# Different sex drives- how important is this?



## PAgirl (Sep 10, 2013)

What do you do when the man has a very low sex drive versus the woman? I have a feeling some of you will say this is rare. But that is the way it has always been with my husband. I thought our sex life would improve over time, but never has. We would do it maybe once a month and only because I would initiate it. And no, he isnt cheating. He just doesnt want to that often. And even when we do, he cant "finish" and definitely cant get it erect again that same night... so there is never a round two. And its ALWAYS been this way and we have been together for nearly 10 years. Even the first time we did it while we were dating, I remember feeling disappointed. I feel like besides all our fighting in our marriage, I shouldve realized that we werent right for each other and shouldnt have married him in the first place. 

My question is, was your sex life with your partner part of your decision to believe this was the person you should marry?


----------



## Fozzy (Jul 20, 2013)

Honestly, it should have been. There were warning signs, but I ignored them.


----------



## MissScarlett (May 22, 2013)

I actually just wrote a post on this topic - a way too long post that I decided to not publish.

I met a great guy and I knew before we had sex that I wanted to marry him. In many ways he was and is a very good match for me. When we did start having sex I could tell we weren't the best match even then, even from the first time. (Married 18 years.)

I'd had 4 sexual partners before my husband. I'd never had an orgasm with any of them. I had one partner that I was with for 3 years. He was very experienced at sex. The bulk of my sexual experience before getting married was from him. He never seemed to notice or care if I had an orgasm. We had sex all day, all weekend sometimes. Every day (as much as will allow if you aren't living together) - different places, different positions - and no orgasm.

So - it hadn't happened before my husband and it didn't start happening after him. It was what I knew, it was the way it always had been. I didn't make my relationship decisions based on orgasms. I felt optimistic that things would improve with a spouse I was living with and married to and over time.

════

● **Task requirements**
1 - In the thread on differing sex drives, how long has PAgirl been with her husband?
2 - Please rewrite the part of the thread on differing sex drives that opens with the words containing "Honestly, it should" and closes with "(Married 18 years.)", replacing "warning signs" with "red flags".
3 - Extend the thread on differing sex drives beyond its final sentence.

● **Records provided**
════

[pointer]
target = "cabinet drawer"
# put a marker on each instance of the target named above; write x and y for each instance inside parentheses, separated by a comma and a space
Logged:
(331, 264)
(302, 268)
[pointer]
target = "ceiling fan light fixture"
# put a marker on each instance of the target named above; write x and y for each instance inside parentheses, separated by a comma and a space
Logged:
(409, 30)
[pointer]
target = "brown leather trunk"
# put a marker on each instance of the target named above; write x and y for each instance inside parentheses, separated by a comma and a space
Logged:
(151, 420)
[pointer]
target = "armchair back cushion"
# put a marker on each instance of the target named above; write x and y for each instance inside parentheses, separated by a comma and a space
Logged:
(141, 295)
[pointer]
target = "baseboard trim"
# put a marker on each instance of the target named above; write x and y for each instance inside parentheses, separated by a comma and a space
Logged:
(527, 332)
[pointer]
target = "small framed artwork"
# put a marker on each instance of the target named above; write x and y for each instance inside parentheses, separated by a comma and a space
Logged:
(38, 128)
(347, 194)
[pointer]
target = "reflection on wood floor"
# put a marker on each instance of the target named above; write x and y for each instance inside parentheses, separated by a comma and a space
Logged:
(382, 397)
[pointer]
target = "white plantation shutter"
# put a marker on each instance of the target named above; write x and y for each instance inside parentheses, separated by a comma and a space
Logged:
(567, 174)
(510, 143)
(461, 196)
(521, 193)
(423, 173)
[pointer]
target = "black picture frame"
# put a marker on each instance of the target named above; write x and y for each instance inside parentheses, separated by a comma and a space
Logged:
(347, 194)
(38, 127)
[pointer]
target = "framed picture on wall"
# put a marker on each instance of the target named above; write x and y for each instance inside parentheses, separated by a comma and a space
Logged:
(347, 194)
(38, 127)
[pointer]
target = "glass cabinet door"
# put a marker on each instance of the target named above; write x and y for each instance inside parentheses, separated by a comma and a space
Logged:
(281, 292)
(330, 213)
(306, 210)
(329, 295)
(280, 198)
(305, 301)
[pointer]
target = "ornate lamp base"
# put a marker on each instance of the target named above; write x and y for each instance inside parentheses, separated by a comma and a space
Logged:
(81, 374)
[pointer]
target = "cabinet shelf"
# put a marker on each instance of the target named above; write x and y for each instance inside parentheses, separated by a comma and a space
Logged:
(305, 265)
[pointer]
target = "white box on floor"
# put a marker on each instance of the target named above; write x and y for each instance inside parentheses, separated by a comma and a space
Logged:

════

● **Answer list**
1 - Nearly 10 years.

2 -
Honestly, it should have been. There were red flags, but I ignored them.


----------



## MissScarlett (May 22, 2013)

I actually just wrote a post on this topic - a way too long post that I decided to not publish.

I met a great guy and I knew before we had sex that I wanted to marry him. In many ways he was and is a very good match for me. When we did start having sex I could tell we weren't the best match even then, even from the first time. (Married 18 years.)

3 -
We have regular sex, it's not so much a disparity of frequency, it's more that we do not speak the same sexual language. Over the last year especially I continue to raise this issue and every time he seems surprised. From his point of view all is well with both of us. Great man - I love his company - he just does not see it the way I see it.


----------



## DesertRat1978 (Aug 27, 2013)

The first two years of my relationship with the wife were great in the sex dept. One reason that I married her was the great sex. It was not something out of a XXX movie but it was ever so satisfying physically and emotionally. We both initiated. There was no real pattern to it. If I would have known that she would cease having interest in it, I would have moved on and not married. So to answer the question from the OP, Yes it is part of the decision to marry or not marry someone.


----------



## Faithful Wife (Oct 31, 2012)

PAgirl asked: "My question is, was your sex life with your partner part of your decision to believe this was the person you should marry?"


It wasn't the first time, and I am divorced from that marriage.

It was DEFINITELY part of the deciding factor the second time, and I am now married to the man of my dreams.

As for men with low sex drives...this is actually very common. But more men write about their wives with lower sex drives than women write about their husbands. I have personally known several women married to men with low sex drives, and I know it is very frustrating and painful.

The bottom line is usually that you cannot change another person's sexual level. If they want to change it by their own effort and willpower, it can happen but it is up to them to make the choice. You can encourage them to make the choice with communication and counseling, but there are no guarantees.

When you talk about the problem with him, what does he say? I am assuming he says things like "this is just how I am", is that correct?


----------



## PAgirl (Sep 10, 2013)

tyler1978 said:


> The first two years of my relationship with the wife were great in the sex dept. One reason that I married her was the great sex. It was not something out of a XXX movie but it was ever so satisfying physically and emotionally. We both initiated. There was no real pattern to it. If I would have known that she would cease having interest in it, I would have moved on and not married. So to answer the question from the OP, Yes it is part of the decision to marry or not marry someone.


At least it WAS great at one time.. and for two years even! If she lost interest, maybe there is hope that you can get counseling and get her interested again. For me, it never was satisfying. I mean I did at times have an orgasm with him, but overall it never felt like we connected right in that way. I remember thinking that a marriage should not be based on sex anyway. And of course it shouldnt, but now I think its more important than I had realized. I really didnt know any better. Live and learn.


----------



## Always Learning (Oct 2, 2013)

It was part of my decision but not all of it. Through out our six years of dating sex was plenty, she initiated a lot of it and seemed to enjoy it. I always made sure she orgasmed. As a matter of fact the first time we had sex she was the initiator. It wasn't until we had kids that she lost all interest.

If I knew that she was really a LD person putting on a good show to keep me interested I would mot have asked her to marry me.


----------



## PAgirl (Sep 10, 2013)

Faithful Wife said:


> When you talk about the problem with him, what does he say? I am assuming he says things like "this is just how I am", is that correct?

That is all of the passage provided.